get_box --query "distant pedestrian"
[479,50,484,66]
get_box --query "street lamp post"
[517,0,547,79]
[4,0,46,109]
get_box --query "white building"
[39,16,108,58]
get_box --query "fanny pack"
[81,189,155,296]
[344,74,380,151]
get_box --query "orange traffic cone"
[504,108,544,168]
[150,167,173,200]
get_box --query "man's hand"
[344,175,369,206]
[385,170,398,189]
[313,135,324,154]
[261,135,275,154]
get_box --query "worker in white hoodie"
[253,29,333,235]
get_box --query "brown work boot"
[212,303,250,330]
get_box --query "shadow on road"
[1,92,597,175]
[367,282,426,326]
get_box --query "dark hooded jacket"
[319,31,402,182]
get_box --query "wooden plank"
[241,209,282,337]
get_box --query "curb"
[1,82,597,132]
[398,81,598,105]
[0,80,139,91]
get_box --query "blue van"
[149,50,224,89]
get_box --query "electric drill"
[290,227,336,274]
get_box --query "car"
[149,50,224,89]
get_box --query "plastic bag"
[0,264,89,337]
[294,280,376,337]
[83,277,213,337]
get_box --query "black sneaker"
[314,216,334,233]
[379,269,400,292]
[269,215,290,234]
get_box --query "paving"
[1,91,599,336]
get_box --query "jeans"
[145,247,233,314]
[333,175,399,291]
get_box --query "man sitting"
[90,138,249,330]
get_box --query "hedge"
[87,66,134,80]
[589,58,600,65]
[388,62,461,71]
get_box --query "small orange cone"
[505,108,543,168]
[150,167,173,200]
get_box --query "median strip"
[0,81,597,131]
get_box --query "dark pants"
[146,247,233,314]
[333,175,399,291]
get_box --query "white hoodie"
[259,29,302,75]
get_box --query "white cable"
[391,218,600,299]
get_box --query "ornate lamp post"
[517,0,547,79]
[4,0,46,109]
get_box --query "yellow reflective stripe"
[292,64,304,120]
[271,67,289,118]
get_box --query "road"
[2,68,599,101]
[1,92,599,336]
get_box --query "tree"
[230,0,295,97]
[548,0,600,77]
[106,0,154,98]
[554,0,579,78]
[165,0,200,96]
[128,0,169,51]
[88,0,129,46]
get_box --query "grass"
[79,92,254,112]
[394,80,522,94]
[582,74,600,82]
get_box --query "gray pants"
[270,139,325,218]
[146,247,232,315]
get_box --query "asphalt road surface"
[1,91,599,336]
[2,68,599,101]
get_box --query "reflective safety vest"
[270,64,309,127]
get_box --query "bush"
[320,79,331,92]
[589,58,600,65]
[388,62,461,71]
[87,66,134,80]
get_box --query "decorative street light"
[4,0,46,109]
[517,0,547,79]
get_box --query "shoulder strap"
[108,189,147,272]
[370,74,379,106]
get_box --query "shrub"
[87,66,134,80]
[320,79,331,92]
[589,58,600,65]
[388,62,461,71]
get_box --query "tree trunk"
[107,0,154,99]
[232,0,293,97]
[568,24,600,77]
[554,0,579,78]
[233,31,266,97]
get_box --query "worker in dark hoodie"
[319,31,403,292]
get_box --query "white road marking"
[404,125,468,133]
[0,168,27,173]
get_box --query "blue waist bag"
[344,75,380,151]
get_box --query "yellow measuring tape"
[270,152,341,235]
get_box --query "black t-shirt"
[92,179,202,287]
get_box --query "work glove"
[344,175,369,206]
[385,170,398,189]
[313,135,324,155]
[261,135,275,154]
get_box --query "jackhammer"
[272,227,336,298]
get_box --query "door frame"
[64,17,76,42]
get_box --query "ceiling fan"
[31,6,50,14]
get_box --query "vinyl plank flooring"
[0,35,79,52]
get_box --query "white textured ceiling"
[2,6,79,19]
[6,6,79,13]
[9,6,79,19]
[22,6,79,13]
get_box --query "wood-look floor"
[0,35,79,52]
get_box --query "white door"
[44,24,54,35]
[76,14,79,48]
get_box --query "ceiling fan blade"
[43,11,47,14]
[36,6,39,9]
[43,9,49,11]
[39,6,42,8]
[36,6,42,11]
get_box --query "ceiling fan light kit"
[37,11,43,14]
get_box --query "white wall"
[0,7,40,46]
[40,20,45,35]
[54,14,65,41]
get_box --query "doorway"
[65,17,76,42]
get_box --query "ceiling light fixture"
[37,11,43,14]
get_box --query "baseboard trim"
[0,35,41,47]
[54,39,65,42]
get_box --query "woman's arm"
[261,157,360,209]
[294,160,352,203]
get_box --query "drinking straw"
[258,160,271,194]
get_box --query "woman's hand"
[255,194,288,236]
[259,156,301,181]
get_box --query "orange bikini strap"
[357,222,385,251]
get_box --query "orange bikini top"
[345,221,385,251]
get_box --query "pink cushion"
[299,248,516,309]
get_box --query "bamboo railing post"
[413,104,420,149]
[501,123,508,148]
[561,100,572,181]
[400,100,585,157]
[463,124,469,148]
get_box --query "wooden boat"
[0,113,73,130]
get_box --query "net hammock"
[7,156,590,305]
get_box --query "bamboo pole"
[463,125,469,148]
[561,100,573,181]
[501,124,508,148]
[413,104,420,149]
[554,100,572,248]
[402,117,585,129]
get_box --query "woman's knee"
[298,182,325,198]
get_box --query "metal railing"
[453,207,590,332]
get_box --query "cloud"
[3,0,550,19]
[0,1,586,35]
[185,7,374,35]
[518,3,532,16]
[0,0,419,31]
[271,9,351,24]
........
# [Task requirements]
Print all of the records, leaving each one exactly as it appears above.

# [Exercise answer]
get_box --query "distant pedestrian"
[479,50,484,66]
get_box --query "street lamp post"
[517,0,547,79]
[4,0,46,109]
get_box --query "white building"
[39,16,108,58]
get_box --query "fanny pack"
[81,189,155,296]
[344,74,380,151]
get_box --query "orange traffic cone"
[504,108,544,168]
[150,167,173,200]
get_box --query "man's hand"
[344,175,369,206]
[385,170,398,189]
[313,135,324,154]
[261,135,275,154]
get_box --query "worker in white hoodie"
[253,29,333,235]
get_box --query "brown work boot"
[212,303,250,330]
get_box --query "shadow on road"
[1,92,597,175]
[367,282,426,326]
get_box --query "dark hooded jacket"
[319,31,402,182]
get_box --query "wooden plank"
[241,209,282,337]
get_box --query "curb"
[1,82,597,132]
[398,81,598,105]
[0,80,139,91]
get_box --query "blue van"
[149,50,224,89]
get_box --query "electric drill"
[290,227,336,274]
get_box --query "car"
[149,50,224,89]
get_box --query "plastic bag"
[0,264,89,337]
[294,280,376,337]
[83,277,213,337]
get_box --query "black sneaker"
[314,216,334,233]
[379,269,400,292]
[269,215,290,234]
get_box --query "paving"
[1,91,599,336]
get_box --query "jeans"
[145,247,233,314]
[333,175,399,291]
get_box --query "man sitting"
[90,138,249,330]
get_box --query "hedge"
[87,66,134,80]
[589,58,600,65]
[388,62,461,71]
get_box --query "small orange cone"
[505,108,543,168]
[150,167,173,200]
get_box --query "median strip"
[0,81,597,131]
get_box --query "dark pants"
[146,247,233,314]
[333,175,399,291]
get_box --query "white hoodie"
[259,29,302,75]
get_box --query "white cable"
[391,218,600,299]
get_box --query "ornate lamp post"
[517,0,547,79]
[4,0,46,109]
get_box --query "yellow reflective stripe"
[292,64,304,120]
[271,67,289,118]
get_box --query "road"
[2,68,599,101]
[1,92,599,336]
get_box --query "tree"
[230,0,295,97]
[548,0,600,77]
[106,0,154,98]
[554,0,579,78]
[165,0,200,96]
[128,0,169,51]
[88,0,129,46]
get_box --query "grass"
[79,92,254,112]
[394,80,522,94]
[582,74,600,82]
get_box --query "gray pants"
[270,139,325,218]
[146,247,232,315]
get_box --query "asphalt road surface"
[1,91,599,336]
[2,68,599,101]
get_box --query "reflective safety vest"
[270,64,309,127]
get_box --query "bush"
[320,79,331,92]
[589,58,600,65]
[388,62,461,71]
[87,66,134,80]
get_box --query "decorative street light"
[4,0,46,109]
[517,0,547,79]
get_box --query "shoulder strap"
[108,189,147,272]
[370,74,379,106]
get_box --query "shrub"
[87,66,134,80]
[320,79,331,92]
[589,58,600,65]
[388,62,461,71]
get_box --query "tree trunk"
[107,0,154,99]
[232,0,293,97]
[568,24,600,77]
[554,0,579,78]
[233,31,266,97]
get_box --query "worker in dark hoodie"
[319,31,403,292]
get_box --query "white road marking"
[404,125,468,133]
[0,168,27,173]
get_box --query "blue waist bag"
[344,75,380,151]
get_box --query "yellow measuring tape"
[270,152,341,235]
get_box --query "black t-shirt"
[92,179,202,287]
get_box --query "work glove"
[344,175,369,206]
[385,170,398,189]
[313,135,324,155]
[261,135,275,154]
get_box --query "jackhammer"
[272,227,336,298]
get_box --query "door frame"
[64,17,76,42]
get_box --query "ceiling fan"
[31,6,50,14]
get_box --query "vinyl plank flooring"
[0,35,79,52]
get_box --query "white textured ceiling"
[2,6,79,19]
[6,6,79,13]
[9,6,79,19]
[22,6,79,13]
get_box --query "wood-look floor"
[0,35,79,52]
get_box --query "white door"
[44,24,54,35]
[76,14,79,48]
get_box --query "ceiling fan blade"
[43,11,47,14]
[36,6,39,9]
[43,9,49,11]
[39,6,42,8]
[36,6,42,11]
get_box --query "ceiling fan light kit"
[37,11,43,14]
get_box --query "white wall"
[0,7,40,46]
[40,20,45,35]
[54,14,65,41]
get_box --query "doorway"
[65,17,76,42]
get_box --query "ceiling light fixture"
[37,11,43,14]
get_box --query "baseboard trim"
[0,35,41,47]
[54,39,65,42]
get_box --query "woman's arm"
[261,157,360,209]
[294,160,352,203]
get_box --query "drinking straw"
[258,160,271,194]
get_box --query "woman's hand"
[255,194,288,236]
[259,156,301,181]
get_box --query "orange bikini strap"
[357,222,385,251]
get_box --query "orange bikini top"
[345,221,385,251]
get_box --query "pink cushion"
[299,248,516,309]
get_box --query "bamboo railing post"
[413,104,420,149]
[501,123,508,148]
[561,100,572,181]
[400,100,585,157]
[463,124,469,148]
get_box --query "wooden boat"
[0,113,73,130]
get_box --query "net hammock"
[7,156,590,305]
get_box --query "bamboo pole"
[463,125,469,148]
[561,100,573,181]
[501,124,508,148]
[413,104,420,149]
[554,100,572,248]
[402,117,585,129]
get_box --query "woman's knee"
[298,182,325,198]
get_box --query "metal railing"
[453,207,590,332]
get_box --query "cloud"
[3,0,550,19]
[0,1,586,35]
[185,7,374,35]
[518,3,532,16]
[0,0,419,31]
[271,9,351,24]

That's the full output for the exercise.